* _TEXT PASSAGE_
When ORLY_HTTP_GUARD_BOT_BLOCK=true, requests with User-Agent strings containing any of the following substrings (case-insensitive) are rejected with HTTP 403:
| Bot | Operator |
|---|---|
| SemrushBot | Semrush (SEO crawler) |
| AhrefsBot | Ahrefs (SEO crawler) |
| MJ12bot | Majestic (SEO crawler) |
| DotBot | Moz (SEO crawler) |
| PetalBot | Huawei/Aspiegel (search) |
| BLEXBot | WebMeUp (backlink checker) |
| DataForSeoBot | DataForSEO (SEO data) |
| Amazonbot | Amazon (product indexing) |
| meta-externalagent | Meta/Facebook (content scraper) |
| Bytespider | ByteDance/TikTok (crawler) |
| GPTBot | OpenAI (AI training crawler) |
| ClaudeBot | Anthropic (AI training crawler) |
| CCBot | Common Crawl (dataset crawler) |
| FacebookBot | Meta (social preview crawler) |
This list matches the scraper blocking rules from the relay.orly.dev Caddy configuration. Legitimate search engines (Googlebot, Bingbot) are not blocked.
To disable bot blocking while keeping rate limiting active:
ORLY_HTTP_GUARD_BOT_BLOCK=false
Each client IP gets two independent token buckets:
ORLY_HTTP_GUARD_RPM tokens. Each HTTP request consumes one token. Refills to maximum every 60 seconds.ORLY_HTTP_GUARD_WS_PER_MIN tokens. Each WebSocket upgrade request consumes one token (in addition to the HTTP token). Refills to maximum every 60 seconds.When a bucket is exhausted, the request is rejected with HTTP 429 (Too Many Requests) and a Retry-After: 60 header.

* _SOURCE DATA_
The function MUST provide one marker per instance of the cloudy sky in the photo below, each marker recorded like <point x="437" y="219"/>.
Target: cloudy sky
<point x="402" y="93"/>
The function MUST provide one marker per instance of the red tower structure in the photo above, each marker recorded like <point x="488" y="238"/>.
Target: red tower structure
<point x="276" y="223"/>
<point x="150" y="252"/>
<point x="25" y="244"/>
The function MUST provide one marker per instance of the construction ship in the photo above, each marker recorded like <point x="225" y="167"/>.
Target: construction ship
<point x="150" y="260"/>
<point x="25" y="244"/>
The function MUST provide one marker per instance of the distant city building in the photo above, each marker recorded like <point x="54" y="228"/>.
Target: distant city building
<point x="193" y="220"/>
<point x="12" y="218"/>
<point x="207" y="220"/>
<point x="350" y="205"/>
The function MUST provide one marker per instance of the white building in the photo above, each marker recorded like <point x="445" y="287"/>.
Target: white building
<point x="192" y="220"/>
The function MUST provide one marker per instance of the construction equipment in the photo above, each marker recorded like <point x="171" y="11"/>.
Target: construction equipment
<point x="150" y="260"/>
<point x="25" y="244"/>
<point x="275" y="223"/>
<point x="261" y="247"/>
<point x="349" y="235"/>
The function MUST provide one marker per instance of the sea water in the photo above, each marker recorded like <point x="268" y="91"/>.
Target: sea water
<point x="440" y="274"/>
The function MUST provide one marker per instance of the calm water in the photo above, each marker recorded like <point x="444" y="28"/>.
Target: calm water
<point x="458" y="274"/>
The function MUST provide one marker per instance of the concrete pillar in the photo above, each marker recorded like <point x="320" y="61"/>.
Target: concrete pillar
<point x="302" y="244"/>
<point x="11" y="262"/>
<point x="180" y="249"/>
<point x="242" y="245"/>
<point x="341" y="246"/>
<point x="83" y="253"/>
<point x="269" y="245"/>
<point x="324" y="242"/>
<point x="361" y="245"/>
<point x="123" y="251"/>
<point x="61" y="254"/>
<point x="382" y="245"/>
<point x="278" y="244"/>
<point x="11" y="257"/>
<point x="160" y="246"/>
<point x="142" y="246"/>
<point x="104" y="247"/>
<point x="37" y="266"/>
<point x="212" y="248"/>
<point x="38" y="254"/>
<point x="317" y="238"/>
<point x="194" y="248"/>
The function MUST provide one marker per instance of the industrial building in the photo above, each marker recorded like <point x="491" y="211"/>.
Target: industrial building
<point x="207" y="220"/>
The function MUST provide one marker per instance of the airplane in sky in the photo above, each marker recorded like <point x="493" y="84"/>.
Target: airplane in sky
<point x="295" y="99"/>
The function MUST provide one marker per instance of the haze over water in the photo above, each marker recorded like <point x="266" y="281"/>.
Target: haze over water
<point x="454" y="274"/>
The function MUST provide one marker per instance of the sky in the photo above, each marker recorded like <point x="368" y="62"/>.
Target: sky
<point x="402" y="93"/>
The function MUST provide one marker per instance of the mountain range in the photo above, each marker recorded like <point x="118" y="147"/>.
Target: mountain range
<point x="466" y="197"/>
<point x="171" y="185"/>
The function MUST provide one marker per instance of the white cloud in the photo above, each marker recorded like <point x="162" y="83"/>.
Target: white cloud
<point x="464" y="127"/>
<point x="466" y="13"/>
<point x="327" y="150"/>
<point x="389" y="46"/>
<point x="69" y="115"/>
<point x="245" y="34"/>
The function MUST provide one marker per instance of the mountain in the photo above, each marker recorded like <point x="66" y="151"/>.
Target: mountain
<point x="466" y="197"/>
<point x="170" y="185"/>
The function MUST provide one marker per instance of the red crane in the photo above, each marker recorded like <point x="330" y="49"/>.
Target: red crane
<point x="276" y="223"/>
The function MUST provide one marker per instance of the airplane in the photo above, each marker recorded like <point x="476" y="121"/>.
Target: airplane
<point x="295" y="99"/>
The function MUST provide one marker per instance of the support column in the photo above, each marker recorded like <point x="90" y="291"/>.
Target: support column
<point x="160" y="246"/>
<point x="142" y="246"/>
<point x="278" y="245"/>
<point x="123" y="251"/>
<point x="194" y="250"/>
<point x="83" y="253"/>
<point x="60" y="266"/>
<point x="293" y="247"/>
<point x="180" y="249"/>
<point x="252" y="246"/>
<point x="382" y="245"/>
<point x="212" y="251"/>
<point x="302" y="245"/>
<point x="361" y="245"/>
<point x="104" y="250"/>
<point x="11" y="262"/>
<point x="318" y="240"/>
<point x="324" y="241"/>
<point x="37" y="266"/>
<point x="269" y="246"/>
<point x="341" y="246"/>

* _WORK ITEM 1_
In the bot-blocking text, rewrite the part from "To disable bot" to "Retry-After: 60 header.", replacing "rate limiting" with "request throttling".
* _WORK ITEM 2_
In the bot-blocking text, which bots does the table mark as SEO crawlers? Name each one.
* _WORK ITEM 3_
Write the next part of the text on bot blocking and rate limiting, picking up after its last sentence.

* _ANSWER BOX 1_
To disable bot blocking while keeping request throttling active:
ORLY_HTTP_GUARD_BOT_BLOCK=false
Each client IP gets two independent token buckets:
ORLY_HTTP_GUARD_RPM tokens. Each HTTP request consumes one token. Refills to maximum every 60 seconds.ORLY_HTTP_GUARD_WS_PER_MIN tokens. Each WebSocket upgrade request consumes one token (in addition to the HTTP token). Refills to maximum every 60 seconds.When a bucket is exhausted, the request is rejected with HTTP 429 (Too Many Requests) and a Retry-After: 60 header.

* _ANSWER BOX 2_
SemrushBot, AhrefsBot, MJ12bot, DotBot

* _ANSWER BOX 3_
A single WebSocket connection is far more expensive than an HTTP request — it holds a goroutine, consumes memory for subscription state, and generates continuous traffic for the lifetime of the connection. Rate limiting WebSocket upgrades separately prevents a single IP from opening hundreds of connections while still allowing normal HTTP API usage.
The guard determines the client IP using this priority:
X-Forwarded-For header (first IP in chain) — covers reverse proxy deploymentsX-Real-Ip header — alternative proxy headerRemoteAddr from the connection — direct connectionsIn Cloudron, the X-Forwarded-For header is set by Cloudron's nginx. In direct deployments, RemoteAddr is used.
Per-IP state is stored in a concurrent map. A background goroutine runs every 5 minutes and evicts entries for IPs that haven't been seen in the last 10 minutes. This prevents memory growth from drive-by scanners.
The HTTP Guard runs before all other request processing in ServeHTTP:
HTTP request → HTTP Guard (bot + rate) → CORS → Blossom → WebSocket → API routing
It complements (does not replace) ORLY's other protection mechanisms:
| Layer | Scope | Mechanism |
|---|---|---|
| HTTP Guard | All HTTP + WS | Bot UA blocking, per-IP rate limiting |
IP Blacklist (ORLY_IP_BLACKLIST) | All connections | Prefix-match IP blocking (also checked in Guard) |
Per-IP Connection Limit (ORLY_MAX_CONN_PER_IP) | WebSocket only | Max concurrent WS connections per IP |
Global Connection Limit (ORLY_MAX_GLOBAL_CONNECTIONS) | WebSocket only | Total WS connection cap |
PID Rate Limiter (ORLY_RATE_LIMIT_*) | Database operations | Memory-pressure-adaptive throttling |
Query Result Limit (ORLY_QUERY_RESULT_LIMIT) | Nostr REQ queries | Max events per filter response |
The HTTP Guard is enabled by default in the cloudron-orly deployment template. The environment variables are set in /app/data/orly.env:
export ORLY_HTTP_GUARD_ENABLED="true"
export ORLY_HTTP_GUARD_BOT_BLOCK="true"
No port changes or nginx configuration are needed.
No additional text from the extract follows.